[RECORDS SHOWN Boundary: Start]

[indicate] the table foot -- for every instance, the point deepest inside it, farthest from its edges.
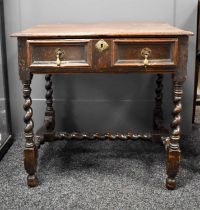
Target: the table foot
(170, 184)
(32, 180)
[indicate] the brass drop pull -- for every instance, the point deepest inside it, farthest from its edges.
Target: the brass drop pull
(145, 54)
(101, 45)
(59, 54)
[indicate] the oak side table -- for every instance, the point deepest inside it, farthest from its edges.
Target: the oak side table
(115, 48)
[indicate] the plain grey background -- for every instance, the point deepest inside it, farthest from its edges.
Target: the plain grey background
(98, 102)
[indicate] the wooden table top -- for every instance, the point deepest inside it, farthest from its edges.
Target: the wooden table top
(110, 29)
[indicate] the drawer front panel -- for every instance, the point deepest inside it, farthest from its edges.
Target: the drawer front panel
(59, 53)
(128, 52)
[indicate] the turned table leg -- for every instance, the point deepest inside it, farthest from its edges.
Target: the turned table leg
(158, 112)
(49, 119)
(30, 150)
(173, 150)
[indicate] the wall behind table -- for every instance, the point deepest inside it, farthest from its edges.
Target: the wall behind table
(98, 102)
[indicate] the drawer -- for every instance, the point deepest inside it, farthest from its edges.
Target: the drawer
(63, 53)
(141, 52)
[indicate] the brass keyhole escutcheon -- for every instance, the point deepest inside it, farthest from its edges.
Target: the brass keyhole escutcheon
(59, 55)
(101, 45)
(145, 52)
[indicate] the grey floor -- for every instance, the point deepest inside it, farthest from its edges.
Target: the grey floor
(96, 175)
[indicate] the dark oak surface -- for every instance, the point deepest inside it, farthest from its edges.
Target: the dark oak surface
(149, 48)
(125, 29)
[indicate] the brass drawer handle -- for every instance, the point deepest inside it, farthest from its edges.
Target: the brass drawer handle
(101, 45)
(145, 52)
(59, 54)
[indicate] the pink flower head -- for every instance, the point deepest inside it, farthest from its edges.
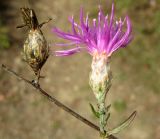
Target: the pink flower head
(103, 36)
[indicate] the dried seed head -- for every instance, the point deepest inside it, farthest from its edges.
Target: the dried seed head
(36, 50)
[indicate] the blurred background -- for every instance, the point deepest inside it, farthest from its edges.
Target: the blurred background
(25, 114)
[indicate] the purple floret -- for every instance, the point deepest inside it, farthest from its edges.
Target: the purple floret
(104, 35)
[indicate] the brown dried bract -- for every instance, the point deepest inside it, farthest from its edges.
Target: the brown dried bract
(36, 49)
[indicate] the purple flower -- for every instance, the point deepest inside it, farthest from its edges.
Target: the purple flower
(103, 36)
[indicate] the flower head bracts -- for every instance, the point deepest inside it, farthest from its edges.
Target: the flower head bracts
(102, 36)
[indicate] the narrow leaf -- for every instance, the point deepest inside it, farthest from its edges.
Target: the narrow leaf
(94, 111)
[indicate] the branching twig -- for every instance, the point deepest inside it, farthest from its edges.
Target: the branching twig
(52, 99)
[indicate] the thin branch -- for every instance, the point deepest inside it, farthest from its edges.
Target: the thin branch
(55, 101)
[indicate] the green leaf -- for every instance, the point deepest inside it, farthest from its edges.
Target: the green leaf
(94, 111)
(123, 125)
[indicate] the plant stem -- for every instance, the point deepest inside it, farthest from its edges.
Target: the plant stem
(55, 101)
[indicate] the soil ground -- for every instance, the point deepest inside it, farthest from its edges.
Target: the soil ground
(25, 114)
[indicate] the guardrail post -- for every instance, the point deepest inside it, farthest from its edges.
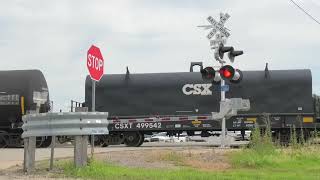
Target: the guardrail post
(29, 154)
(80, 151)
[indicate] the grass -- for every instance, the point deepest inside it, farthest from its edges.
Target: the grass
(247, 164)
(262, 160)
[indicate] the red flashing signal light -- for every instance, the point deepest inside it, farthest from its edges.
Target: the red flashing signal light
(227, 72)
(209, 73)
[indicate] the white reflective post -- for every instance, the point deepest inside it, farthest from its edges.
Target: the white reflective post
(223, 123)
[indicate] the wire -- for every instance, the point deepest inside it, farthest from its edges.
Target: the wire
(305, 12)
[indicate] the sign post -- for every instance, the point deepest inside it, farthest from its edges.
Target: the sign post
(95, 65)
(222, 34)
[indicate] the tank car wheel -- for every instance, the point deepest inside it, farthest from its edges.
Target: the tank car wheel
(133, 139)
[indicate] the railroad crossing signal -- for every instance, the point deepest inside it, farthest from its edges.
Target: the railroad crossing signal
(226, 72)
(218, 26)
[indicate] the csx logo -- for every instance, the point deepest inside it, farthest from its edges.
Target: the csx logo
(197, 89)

[RECORDS SHOWN Boundary: End]

(ABOUT THIS EXERCISE)
Take the line containing "[indicate] the red" as the first line and the last line of the data above as the final one. Write out these lines and all between them exactly.

(OUTPUT OF THE TASK)
[indicate] the red flashing signal light -- for every instance, the point deepest inside it, farthest from its edges.
Target: the red flashing signal light
(227, 72)
(209, 73)
[indicate] the white reflective post -- for every instance, the point deepest inside it, farthest from its edges.
Target: the white reflective post
(223, 123)
[indicate] the wire -- for every instance, the point deepest inside it, farthest from its edges.
Target: the wire
(305, 12)
[indicate] the sign post -- for every instance, the point deepest inside it, farthest from its edges.
Target: the sign post
(95, 65)
(222, 34)
[indicate] the tank car wheel -- for every instance, the point deepest inside it, farthest from its edges.
Target: the tank car wheel
(133, 139)
[indicate] the railroad crossing signal -- for every instance, the point deepest inside it, farthest from its edges.
Target: the railroad crossing signal
(226, 72)
(218, 26)
[indicate] the csx logo -- for every instance, the point deepest inside it, farthest from its edges.
Target: the csx logo
(197, 89)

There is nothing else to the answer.